**COMPITO SCRITTO 1:**
Puoi riprodurre fedelmente le voci, dalla riga che contiene "In the photo above, where can the leather" fino alla fine delle voci, estremi compresi? Escludi le immagini dalla risposta.
-------- SEGMENTO DI TESTO --------
We all prefer to resolve this issue diplomatically.  Having said that, Iran’s leaders should have no doubt about the resolve of the United States -- (applause) -- just as they should not doubt Israel’s sovereign right to make its own decisions about what is required to meet its security needs.  (Applause).                    [Fonte il sito della Casa Bianca]
Questo è a mio pare il passo più significativo del discorso che Obama ha tenuto davanti alla potente lobby degli ebrei americani, un nocciolo farcito da tante e ripetute parole per allentare la tensione e la voglia di intraprendere seriamente la via della guerra preventiva per risolvere una volta per tutte la possibilità (e la minaccia per loro) che un Iran indipendente e ostile possa dotarsi di armamenti nucleari. Paladini di questa soluzione estrema sono il Congresso, ovviamente bipartisan e il governo israeliano.
--------
**COMPITO SCRITTO 2:**
Puoi trascrivere senza modifiche il passo del testo sul discorso di Obama da "We all prefer" fino a "il governo israeliano." compreso?
-------- DATI DELL'ESERCIZIO --------
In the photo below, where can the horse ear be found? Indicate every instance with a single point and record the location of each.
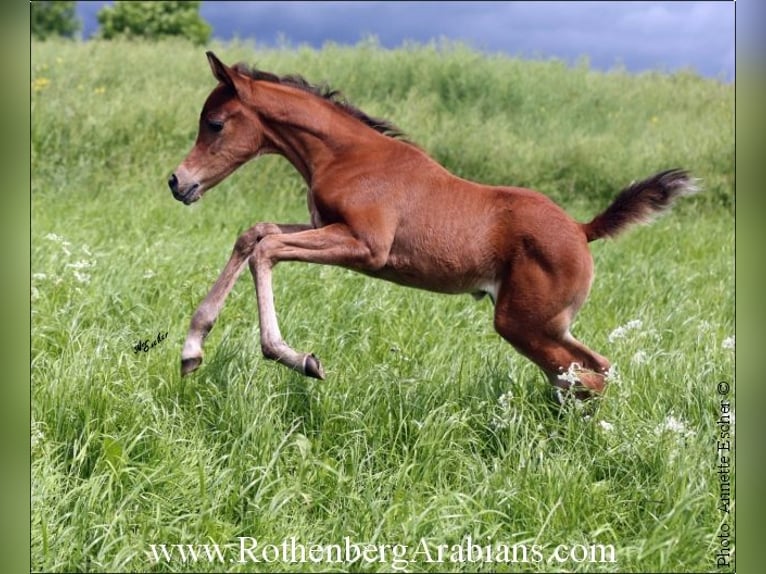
(220, 70)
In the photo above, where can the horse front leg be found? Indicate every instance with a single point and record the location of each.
(331, 245)
(206, 314)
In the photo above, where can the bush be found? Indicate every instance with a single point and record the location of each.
(154, 20)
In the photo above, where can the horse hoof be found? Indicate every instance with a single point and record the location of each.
(312, 367)
(190, 365)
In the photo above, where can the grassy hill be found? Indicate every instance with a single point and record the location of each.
(430, 430)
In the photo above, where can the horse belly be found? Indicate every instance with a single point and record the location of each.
(429, 262)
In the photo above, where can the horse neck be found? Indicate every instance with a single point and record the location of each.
(307, 130)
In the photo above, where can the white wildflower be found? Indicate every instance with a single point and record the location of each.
(607, 426)
(622, 331)
(640, 357)
(504, 418)
(82, 277)
(570, 375)
(82, 264)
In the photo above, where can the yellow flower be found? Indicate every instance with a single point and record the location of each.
(39, 84)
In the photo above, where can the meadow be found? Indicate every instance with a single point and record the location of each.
(429, 430)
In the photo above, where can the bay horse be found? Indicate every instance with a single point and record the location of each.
(380, 205)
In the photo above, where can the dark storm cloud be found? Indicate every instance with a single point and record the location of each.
(640, 36)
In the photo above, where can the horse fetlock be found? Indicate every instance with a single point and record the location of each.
(190, 364)
(312, 367)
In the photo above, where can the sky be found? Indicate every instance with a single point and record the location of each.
(639, 36)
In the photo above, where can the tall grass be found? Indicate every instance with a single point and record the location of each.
(429, 427)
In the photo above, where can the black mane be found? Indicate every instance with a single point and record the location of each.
(325, 92)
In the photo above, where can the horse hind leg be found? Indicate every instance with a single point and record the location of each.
(566, 362)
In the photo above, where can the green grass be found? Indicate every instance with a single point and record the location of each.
(429, 426)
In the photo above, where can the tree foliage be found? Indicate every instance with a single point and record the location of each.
(154, 20)
(53, 19)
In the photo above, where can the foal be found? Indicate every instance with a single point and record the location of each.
(382, 206)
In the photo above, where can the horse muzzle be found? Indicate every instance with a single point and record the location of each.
(187, 194)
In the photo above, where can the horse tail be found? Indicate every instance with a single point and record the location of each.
(640, 202)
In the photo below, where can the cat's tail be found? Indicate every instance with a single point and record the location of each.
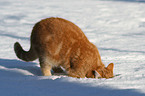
(25, 55)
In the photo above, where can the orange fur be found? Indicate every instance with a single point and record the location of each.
(58, 42)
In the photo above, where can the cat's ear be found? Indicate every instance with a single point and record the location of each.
(97, 74)
(110, 67)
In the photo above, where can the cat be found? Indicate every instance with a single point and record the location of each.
(60, 43)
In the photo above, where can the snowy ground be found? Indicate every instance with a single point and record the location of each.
(116, 27)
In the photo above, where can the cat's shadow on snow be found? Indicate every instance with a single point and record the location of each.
(20, 67)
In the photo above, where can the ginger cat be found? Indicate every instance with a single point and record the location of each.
(58, 42)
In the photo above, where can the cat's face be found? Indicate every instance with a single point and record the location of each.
(106, 72)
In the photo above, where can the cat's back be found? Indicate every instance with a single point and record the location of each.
(57, 29)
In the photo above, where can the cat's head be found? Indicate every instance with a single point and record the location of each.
(106, 72)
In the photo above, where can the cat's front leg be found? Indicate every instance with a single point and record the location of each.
(45, 67)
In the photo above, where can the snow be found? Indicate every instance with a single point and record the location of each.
(116, 27)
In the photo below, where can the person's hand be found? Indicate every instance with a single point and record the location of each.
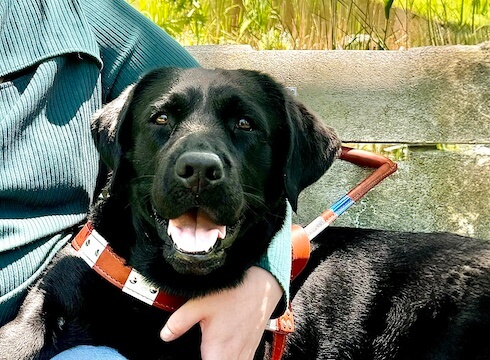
(232, 321)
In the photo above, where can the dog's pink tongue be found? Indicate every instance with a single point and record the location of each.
(195, 232)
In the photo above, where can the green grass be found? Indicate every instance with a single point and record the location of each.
(327, 24)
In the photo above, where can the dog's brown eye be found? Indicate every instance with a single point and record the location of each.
(161, 119)
(244, 124)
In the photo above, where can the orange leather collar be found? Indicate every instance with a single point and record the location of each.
(97, 253)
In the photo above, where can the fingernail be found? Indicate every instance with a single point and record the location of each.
(166, 334)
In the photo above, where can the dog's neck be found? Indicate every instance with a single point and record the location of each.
(136, 242)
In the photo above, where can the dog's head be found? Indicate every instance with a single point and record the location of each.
(206, 160)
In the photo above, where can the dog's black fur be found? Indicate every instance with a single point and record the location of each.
(365, 294)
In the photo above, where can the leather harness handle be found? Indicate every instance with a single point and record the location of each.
(384, 168)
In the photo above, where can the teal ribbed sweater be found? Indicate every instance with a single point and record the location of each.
(60, 60)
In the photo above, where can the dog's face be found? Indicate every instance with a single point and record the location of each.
(204, 156)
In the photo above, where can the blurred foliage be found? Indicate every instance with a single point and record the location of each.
(327, 24)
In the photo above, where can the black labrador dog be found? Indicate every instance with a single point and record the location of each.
(203, 162)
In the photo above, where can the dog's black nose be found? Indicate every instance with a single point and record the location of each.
(198, 170)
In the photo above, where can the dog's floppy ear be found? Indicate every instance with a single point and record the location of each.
(312, 149)
(106, 131)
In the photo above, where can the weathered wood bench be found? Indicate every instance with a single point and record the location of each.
(431, 105)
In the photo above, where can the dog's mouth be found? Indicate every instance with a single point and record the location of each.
(194, 232)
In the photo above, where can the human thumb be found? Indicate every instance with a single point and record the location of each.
(179, 322)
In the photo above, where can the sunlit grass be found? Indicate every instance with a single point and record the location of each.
(326, 24)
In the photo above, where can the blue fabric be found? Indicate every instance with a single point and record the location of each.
(86, 352)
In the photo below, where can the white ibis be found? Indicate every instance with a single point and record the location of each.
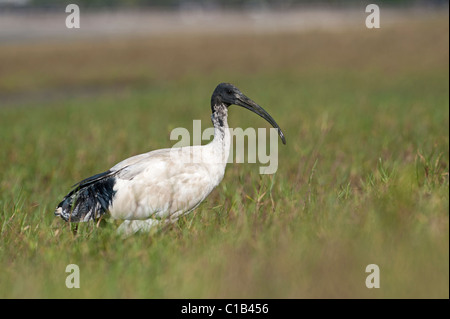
--------
**RISPOSTA SCRITTA 1:**
In the photo above, where can the leather harness handle be found? Indicate every instance with a single point and record the location of each.
(384, 168)
In the photo above, where can the teal ribbed sweater be found? Indicate every instance with a single point and record the location of each.
(60, 60)
In the photo above, where can the dog's face be found? Indicate every instance with a single point and record the location of each.
(204, 156)
In the photo above, where can the blurred foliage be found? Indicate every instance with a single point and record the location of each.
(327, 24)
In the photo above, where can the black labrador dog be found? Indicate every instance with a single point and record the location of each.
(203, 162)
In the photo above, where can the dog's black nose be found? Indicate every instance with a single point and record the location of each.
(198, 170)
In the photo above, where can the dog's floppy ear be found? Indicate every instance with a single point and record the location of each.
(312, 149)
(106, 131)
In the photo above, where can the weathered wood bench be found? Indicate every instance with a single point and record the location of each.
(431, 105)
In the photo above, where can the dog's mouth be found? Indicate every instance with a single point and record the location of each.
(194, 232)
In the photo above, where can the human thumb be found? Indicate every instance with a single point and record the location of each.
(179, 322)
In the photo above, where can the sunlit grass be found? Indicate every instance with a single point and record the location of each.
(326, 24)
In the photo above, where can the blue fabric be found? Indicate every instance with a single point and record the location of each.
(86, 352)
In the photo below, where can the white ibis be found? Indicate every instance with a single point and record the location of each.

**RISPOSTA SCRITTA 2:**
We all prefer to resolve this issue diplomatically.  Having said that, Iran’s leaders should have no doubt about the resolve of the United States -- (applause) -- just as they should not doubt Israel’s sovereign right to make its own decisions about what is required to meet its security needs.  (Applause).                    [Fonte il sito della Casa Bianca]
Questo è a mio pare il passo più significativo del discorso che Obama ha tenuto davanti alla potente lobby degli ebrei americani, un nocciolo farcito da tante e ripetute parole per allentare la tensione e la voglia di intraprendere seriamente la via della guerra preventiva per risolvere una volta per tutte la possibilità (e la minaccia per loro) che un Iran indipendente e ostile possa dotarsi di armamenti nucleari. Paladini di questa soluzione estrema sono il Congresso, ovviamente bipartisan e il governo israeliano.